■ **DESCRIPTION OF THE TASK**: Exclude the pictures and reproduce the remaining data exactly as written.

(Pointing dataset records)
____________________
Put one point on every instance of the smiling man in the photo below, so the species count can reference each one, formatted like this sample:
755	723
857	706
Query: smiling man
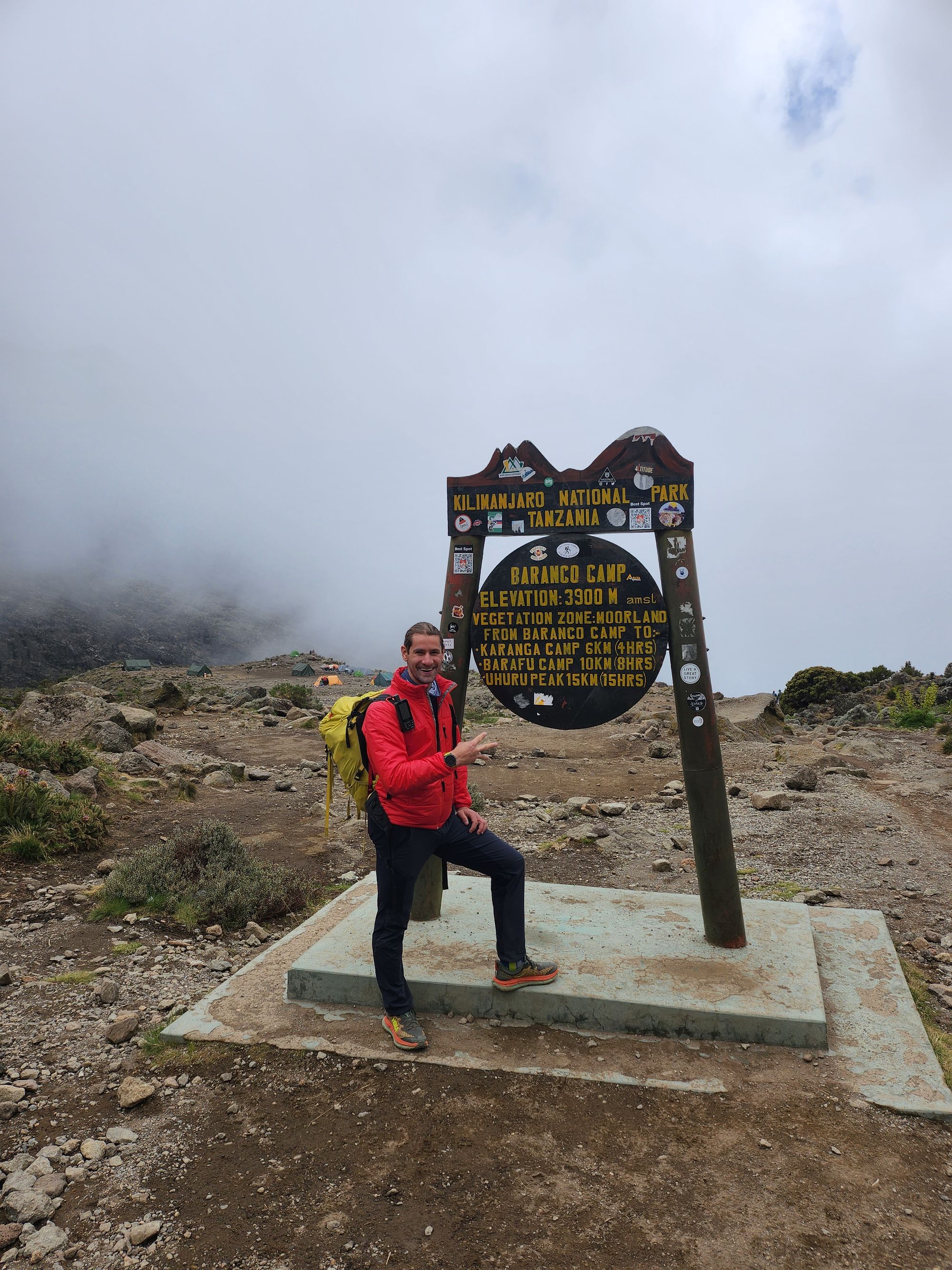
421	807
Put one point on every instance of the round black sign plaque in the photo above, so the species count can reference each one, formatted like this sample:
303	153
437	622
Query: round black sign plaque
569	631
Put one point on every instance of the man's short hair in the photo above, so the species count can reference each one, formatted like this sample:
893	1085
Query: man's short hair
419	629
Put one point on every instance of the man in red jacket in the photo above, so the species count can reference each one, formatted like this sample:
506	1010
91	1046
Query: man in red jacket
421	807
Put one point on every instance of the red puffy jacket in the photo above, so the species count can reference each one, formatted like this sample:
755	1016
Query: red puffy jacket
413	783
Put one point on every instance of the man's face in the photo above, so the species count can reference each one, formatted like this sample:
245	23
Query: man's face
425	658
____________________
■ **ANSWER TO THIS EXERCISE**:
Put one point on every instance of the smiling man in the photo below, so the species count can reference each one, formatted like this sample:
755	723
857	706
Query: smiling man
421	807
Put one point on every instance of the round black sign plaque in the photo above, so the species count can reference each one, formatted like this sample:
303	153
437	622
Query: round black sign plaque
569	631
Put one point on every instance of the man's short hair in the photo above, so the species count can reference each one, formatted like this sample:
893	1085
Query: man's short hair
419	629
Put one point on every instance of the man in red jacket in the photo above, so the species count can reference each one, formatted like this sample:
506	1010
91	1046
Query: man in red jacket
421	807
Put one point on every instance of the red puffy jacket in the photo above, so the species count can reference each one, formatted like this sample:
755	1016
Query: red puffy jacket
413	783
Put one point on every instance of the man's face in the photo above, so the species count can reference each one, formatted like this sample:
245	23
Query: man's face
425	658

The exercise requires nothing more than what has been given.